Your instructions:
Reproduce every record precisely, leaving no line out.

Listed records:
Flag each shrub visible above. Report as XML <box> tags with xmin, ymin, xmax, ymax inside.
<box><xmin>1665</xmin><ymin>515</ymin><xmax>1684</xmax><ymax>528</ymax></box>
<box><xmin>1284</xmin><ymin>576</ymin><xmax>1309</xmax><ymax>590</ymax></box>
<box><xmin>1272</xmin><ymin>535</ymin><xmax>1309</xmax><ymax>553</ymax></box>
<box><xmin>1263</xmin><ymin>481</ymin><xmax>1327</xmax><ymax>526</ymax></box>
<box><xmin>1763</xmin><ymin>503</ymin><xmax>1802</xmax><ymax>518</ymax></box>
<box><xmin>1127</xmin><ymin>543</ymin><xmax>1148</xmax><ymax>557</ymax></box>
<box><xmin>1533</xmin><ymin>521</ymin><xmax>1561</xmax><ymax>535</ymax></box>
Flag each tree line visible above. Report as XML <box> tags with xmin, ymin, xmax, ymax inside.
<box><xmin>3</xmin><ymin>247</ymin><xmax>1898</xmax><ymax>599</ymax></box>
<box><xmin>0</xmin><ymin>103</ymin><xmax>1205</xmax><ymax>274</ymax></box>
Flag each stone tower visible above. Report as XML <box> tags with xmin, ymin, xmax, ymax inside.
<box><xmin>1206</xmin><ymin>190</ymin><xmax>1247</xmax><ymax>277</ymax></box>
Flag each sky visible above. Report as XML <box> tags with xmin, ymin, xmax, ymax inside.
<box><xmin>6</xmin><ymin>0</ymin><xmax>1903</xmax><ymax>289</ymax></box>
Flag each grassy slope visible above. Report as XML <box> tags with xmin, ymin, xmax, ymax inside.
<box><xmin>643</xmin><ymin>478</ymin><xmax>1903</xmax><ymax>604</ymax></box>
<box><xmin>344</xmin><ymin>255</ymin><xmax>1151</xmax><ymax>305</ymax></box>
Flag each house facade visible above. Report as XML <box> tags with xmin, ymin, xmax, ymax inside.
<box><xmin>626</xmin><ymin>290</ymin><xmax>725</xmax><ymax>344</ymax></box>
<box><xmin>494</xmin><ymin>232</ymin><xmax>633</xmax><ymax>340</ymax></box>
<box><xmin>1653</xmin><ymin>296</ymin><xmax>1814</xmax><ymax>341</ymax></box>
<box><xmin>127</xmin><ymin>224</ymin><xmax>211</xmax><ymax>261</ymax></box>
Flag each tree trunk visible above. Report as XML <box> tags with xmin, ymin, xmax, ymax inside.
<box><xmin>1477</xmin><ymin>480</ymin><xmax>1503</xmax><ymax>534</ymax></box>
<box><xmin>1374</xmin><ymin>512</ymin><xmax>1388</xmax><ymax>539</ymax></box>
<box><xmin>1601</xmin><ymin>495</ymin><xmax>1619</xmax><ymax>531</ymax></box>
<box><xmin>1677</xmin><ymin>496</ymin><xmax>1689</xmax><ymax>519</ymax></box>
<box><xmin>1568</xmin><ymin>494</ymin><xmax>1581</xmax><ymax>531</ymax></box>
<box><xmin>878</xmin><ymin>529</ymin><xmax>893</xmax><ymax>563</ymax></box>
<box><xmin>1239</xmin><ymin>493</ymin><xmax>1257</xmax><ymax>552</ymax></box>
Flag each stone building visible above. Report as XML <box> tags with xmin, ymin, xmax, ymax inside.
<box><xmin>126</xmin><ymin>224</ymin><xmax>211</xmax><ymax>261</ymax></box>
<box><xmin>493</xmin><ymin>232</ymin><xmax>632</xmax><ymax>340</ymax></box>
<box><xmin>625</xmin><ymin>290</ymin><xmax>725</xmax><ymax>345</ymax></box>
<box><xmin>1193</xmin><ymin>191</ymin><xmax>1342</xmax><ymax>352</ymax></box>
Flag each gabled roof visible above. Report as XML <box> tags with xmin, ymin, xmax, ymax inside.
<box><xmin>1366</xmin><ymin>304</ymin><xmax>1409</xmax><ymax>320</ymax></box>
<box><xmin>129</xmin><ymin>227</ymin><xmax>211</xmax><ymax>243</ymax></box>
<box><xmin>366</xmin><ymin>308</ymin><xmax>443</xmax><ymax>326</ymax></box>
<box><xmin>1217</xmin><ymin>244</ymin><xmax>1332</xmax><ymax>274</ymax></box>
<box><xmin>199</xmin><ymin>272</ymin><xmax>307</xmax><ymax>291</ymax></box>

Solution to the exercise:
Flag each shrub visible above. Report as XML <box> tags with xmin, ymin, xmax, ymax inside.
<box><xmin>1665</xmin><ymin>515</ymin><xmax>1684</xmax><ymax>528</ymax></box>
<box><xmin>1284</xmin><ymin>576</ymin><xmax>1309</xmax><ymax>590</ymax></box>
<box><xmin>1272</xmin><ymin>535</ymin><xmax>1309</xmax><ymax>553</ymax></box>
<box><xmin>1263</xmin><ymin>481</ymin><xmax>1327</xmax><ymax>526</ymax></box>
<box><xmin>1763</xmin><ymin>503</ymin><xmax>1802</xmax><ymax>518</ymax></box>
<box><xmin>1127</xmin><ymin>543</ymin><xmax>1148</xmax><ymax>557</ymax></box>
<box><xmin>1533</xmin><ymin>521</ymin><xmax>1561</xmax><ymax>535</ymax></box>
Flag each tree line visible above. Report as XML <box> tags with xmin, ymin, xmax, ymax inside.
<box><xmin>3</xmin><ymin>247</ymin><xmax>1898</xmax><ymax>599</ymax></box>
<box><xmin>0</xmin><ymin>103</ymin><xmax>1205</xmax><ymax>274</ymax></box>
Flag each stone tower visible above. Report as XML <box> tags with xmin, ymin, xmax, ymax inside.
<box><xmin>1206</xmin><ymin>190</ymin><xmax>1247</xmax><ymax>277</ymax></box>
Flag each sky visible above. Report as XML <box> tags with xmin, ymin, xmax, ymax inside.
<box><xmin>6</xmin><ymin>0</ymin><xmax>1903</xmax><ymax>289</ymax></box>
Flag each grassy slope visible above. Report as XML <box> tags with xmin, ymin, xmax, ymax inside.
<box><xmin>643</xmin><ymin>478</ymin><xmax>1903</xmax><ymax>604</ymax></box>
<box><xmin>344</xmin><ymin>255</ymin><xmax>1151</xmax><ymax>305</ymax></box>
Flag each house facade visible above. Report as XML <box> tags with xmin, ymin, xmax, ymax inside.
<box><xmin>626</xmin><ymin>290</ymin><xmax>725</xmax><ymax>344</ymax></box>
<box><xmin>494</xmin><ymin>232</ymin><xmax>633</xmax><ymax>340</ymax></box>
<box><xmin>1653</xmin><ymin>296</ymin><xmax>1814</xmax><ymax>341</ymax></box>
<box><xmin>127</xmin><ymin>224</ymin><xmax>211</xmax><ymax>261</ymax></box>
Flag each tree trunk visible above. Report as XML <box> tags with xmin, ymin, xmax, ymax inside.
<box><xmin>1477</xmin><ymin>480</ymin><xmax>1503</xmax><ymax>534</ymax></box>
<box><xmin>1374</xmin><ymin>512</ymin><xmax>1388</xmax><ymax>539</ymax></box>
<box><xmin>1601</xmin><ymin>495</ymin><xmax>1619</xmax><ymax>531</ymax></box>
<box><xmin>1677</xmin><ymin>496</ymin><xmax>1689</xmax><ymax>519</ymax></box>
<box><xmin>1568</xmin><ymin>494</ymin><xmax>1581</xmax><ymax>531</ymax></box>
<box><xmin>878</xmin><ymin>529</ymin><xmax>893</xmax><ymax>563</ymax></box>
<box><xmin>1239</xmin><ymin>493</ymin><xmax>1257</xmax><ymax>552</ymax></box>
Flag each stone building visible above. Report as XML <box> tags with xmin, ymin, xmax, ymax inside.
<box><xmin>126</xmin><ymin>224</ymin><xmax>211</xmax><ymax>261</ymax></box>
<box><xmin>493</xmin><ymin>232</ymin><xmax>632</xmax><ymax>340</ymax></box>
<box><xmin>625</xmin><ymin>290</ymin><xmax>725</xmax><ymax>345</ymax></box>
<box><xmin>1193</xmin><ymin>191</ymin><xmax>1342</xmax><ymax>352</ymax></box>
Flag each gabled roof visible above. Report as XML <box> tags with xmin, ymin, xmax, ymax inside.
<box><xmin>1366</xmin><ymin>304</ymin><xmax>1409</xmax><ymax>320</ymax></box>
<box><xmin>129</xmin><ymin>227</ymin><xmax>211</xmax><ymax>243</ymax></box>
<box><xmin>366</xmin><ymin>308</ymin><xmax>443</xmax><ymax>326</ymax></box>
<box><xmin>1217</xmin><ymin>244</ymin><xmax>1332</xmax><ymax>274</ymax></box>
<box><xmin>199</xmin><ymin>272</ymin><xmax>307</xmax><ymax>291</ymax></box>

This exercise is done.